FIG. 13A is a sectional view of the blank after wrapping but before
sealing.
FIG. 13B is a secional view of the blank after wrapping and
sealing.
Reference Numerals 11 bottom 11B bottom blank 11I inner surface 12
sidewall 12B sidewall blank 13 left section 13B back side 13F front
side 13L lower edge 13S side edge 13U upper edge 14 right section
14B back side 14F front side 14L lower edge 14S side edge 14U upper
edge 15 fold score 16 tab 18 insulating sheet 18T top edge 18B
bottom edge 18L left edge 18R right edge 19 grooves, score, or
corrugations 20 adhesive area 21 adhesive area 22 fold edge 22S
side seam 24 inner layer 25 insulating middle layer 26 outer layer
27 inside surface of cup 28 outside surface of cup 30F foil or
metalized film 30P paperboard 31 holes 33M fluted medium 33L
linerboard 35P paperboard 35F foamed layer 40 blank 41 fold score
42 insulating section 42L lower edge 42S side edge 42U upper edge
42F front side 42B back side 43 fold edge 50 cup 51 top curl
FIRST EMBODIMENT
Sheet Blanks--FIGS. 1 and 2A TO 2E
In accordance with a first embodiment of the invention a cup or
container (FIG. 1), includes bottom 11 and a sidewall 12. The
bottom is formed from a bottom blank 11B (FIGS. 2D and 2E).

————————

**Tasks to complete**
**A)** According to the cup patent excerpt, what does FIG. 13B show?
**B)** Continue the cup patent excerpt from the point where it stops.

Stored dataset items:

————————

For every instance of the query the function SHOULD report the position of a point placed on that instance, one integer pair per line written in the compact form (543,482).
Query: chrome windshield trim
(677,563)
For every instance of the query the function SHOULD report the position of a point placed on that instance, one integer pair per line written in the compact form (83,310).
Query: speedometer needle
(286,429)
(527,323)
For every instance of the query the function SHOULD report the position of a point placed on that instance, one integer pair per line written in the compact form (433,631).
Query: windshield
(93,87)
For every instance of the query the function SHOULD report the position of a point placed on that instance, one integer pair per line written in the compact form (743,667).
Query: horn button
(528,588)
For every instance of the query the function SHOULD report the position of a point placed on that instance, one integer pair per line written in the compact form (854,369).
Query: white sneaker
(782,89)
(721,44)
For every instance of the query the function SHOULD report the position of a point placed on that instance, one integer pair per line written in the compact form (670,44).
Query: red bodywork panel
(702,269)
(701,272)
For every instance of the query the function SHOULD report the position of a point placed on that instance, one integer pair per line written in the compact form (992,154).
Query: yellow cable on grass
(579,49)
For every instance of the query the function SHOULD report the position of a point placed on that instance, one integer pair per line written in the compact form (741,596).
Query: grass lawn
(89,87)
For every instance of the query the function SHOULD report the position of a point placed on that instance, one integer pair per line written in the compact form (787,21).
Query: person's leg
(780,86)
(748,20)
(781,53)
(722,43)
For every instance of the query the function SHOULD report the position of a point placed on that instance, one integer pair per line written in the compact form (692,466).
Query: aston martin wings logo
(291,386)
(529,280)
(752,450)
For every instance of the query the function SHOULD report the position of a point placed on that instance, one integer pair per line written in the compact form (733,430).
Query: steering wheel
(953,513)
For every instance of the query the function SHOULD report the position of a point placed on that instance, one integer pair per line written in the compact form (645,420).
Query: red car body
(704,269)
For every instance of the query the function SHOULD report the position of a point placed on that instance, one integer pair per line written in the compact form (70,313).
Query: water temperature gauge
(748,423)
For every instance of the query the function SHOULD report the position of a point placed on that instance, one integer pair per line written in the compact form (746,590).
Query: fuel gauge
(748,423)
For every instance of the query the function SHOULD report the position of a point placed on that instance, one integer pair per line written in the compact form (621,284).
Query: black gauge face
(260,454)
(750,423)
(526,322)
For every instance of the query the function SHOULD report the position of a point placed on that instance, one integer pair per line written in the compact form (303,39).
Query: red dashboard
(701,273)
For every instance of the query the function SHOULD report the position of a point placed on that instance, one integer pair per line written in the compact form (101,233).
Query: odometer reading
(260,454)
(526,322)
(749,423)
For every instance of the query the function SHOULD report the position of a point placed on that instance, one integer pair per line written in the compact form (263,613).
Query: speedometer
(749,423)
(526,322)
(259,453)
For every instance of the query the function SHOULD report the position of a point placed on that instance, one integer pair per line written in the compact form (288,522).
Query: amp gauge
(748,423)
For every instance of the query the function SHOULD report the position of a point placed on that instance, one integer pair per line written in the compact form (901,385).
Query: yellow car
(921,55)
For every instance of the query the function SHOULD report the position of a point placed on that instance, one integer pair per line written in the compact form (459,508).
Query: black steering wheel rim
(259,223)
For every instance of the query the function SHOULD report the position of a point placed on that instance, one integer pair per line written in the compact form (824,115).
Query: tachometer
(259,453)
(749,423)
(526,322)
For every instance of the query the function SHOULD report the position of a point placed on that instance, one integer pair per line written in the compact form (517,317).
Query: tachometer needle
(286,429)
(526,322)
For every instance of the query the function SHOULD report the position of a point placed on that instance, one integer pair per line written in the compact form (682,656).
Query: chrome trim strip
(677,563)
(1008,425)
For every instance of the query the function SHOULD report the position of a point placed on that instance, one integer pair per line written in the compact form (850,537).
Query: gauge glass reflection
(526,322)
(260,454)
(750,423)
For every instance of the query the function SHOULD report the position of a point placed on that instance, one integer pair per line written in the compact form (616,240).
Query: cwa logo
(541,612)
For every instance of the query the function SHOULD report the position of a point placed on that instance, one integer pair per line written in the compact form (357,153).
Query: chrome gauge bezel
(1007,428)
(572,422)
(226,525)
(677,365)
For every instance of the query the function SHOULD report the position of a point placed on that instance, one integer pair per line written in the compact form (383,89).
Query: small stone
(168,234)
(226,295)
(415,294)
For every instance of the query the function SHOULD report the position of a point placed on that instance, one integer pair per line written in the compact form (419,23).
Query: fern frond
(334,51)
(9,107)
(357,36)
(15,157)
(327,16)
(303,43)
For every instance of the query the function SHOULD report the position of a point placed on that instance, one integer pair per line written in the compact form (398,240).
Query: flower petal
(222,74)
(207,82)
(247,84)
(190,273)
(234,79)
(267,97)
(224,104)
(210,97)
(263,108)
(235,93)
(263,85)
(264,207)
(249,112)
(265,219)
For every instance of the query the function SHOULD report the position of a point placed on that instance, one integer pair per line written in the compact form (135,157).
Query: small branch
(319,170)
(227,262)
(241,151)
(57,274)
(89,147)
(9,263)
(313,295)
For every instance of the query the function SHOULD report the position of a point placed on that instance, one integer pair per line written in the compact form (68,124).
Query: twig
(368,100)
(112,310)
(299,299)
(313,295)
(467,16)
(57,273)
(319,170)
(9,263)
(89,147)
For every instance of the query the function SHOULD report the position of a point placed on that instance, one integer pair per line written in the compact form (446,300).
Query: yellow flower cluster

————————

**Per-task outputs**
**A)** A sectional view of the blank after wrapping and sealing.

**B)**
Sidewall 12 is formed from sidewall blank 12B (FIG. 2A), which is
die cut from a larger sheet or roll (not shown) of paper or other
suitable sheet material. The preferable thickness of this material
is approximately 0.33 mm (13 mils), but it can be in a range of 0.2
to 0.6 mm (8 to 24 mils). (One mil=0.001 inch.) The blank includes
an arc-shaped left section 13, which will form an outer layer of
the sidewall, and an arc-shaped right section 14, which will form
an inner layer of the sidewall. The two sections border or share a
common fold score 15. The purpose of this fold score is to assist
in folding the blank along a precise line. Score 15 is preferably
formed into sidewall blank 12B at the time that the blank is die
cut from the larger starting sheet. However, the score can be
formed into blank 12B after the blank is cut, but prior to being
folded (operation discussed below). Sections 13 and 14 have
respective side edges 13S and 14S, upper edges 13U and 14U, and
lower edges 13L and 14L. Sections 13 and 14 also have front sides
13F and 14F, respectively, and back sides 13B and 14B,
respectively.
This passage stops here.